TASK OBJECTIVE:
Report every line below that has the string "Target" in it.

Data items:
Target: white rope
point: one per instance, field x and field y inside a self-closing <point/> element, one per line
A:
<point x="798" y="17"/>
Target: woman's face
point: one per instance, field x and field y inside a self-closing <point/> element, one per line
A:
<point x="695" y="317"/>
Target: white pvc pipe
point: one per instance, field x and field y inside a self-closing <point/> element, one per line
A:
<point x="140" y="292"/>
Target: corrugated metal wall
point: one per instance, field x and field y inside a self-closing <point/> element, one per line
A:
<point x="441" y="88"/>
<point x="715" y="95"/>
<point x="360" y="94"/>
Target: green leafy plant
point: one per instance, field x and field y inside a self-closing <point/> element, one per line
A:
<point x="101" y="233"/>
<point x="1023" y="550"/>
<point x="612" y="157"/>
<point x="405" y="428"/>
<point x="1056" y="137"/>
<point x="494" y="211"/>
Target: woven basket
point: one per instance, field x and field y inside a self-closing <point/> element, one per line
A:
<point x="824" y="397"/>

TASK RESULT:
Target: white rope
Target: woman's face
Target: white pvc pipe
Target: corrugated metal wall
Target: green leafy plant
Target: woven basket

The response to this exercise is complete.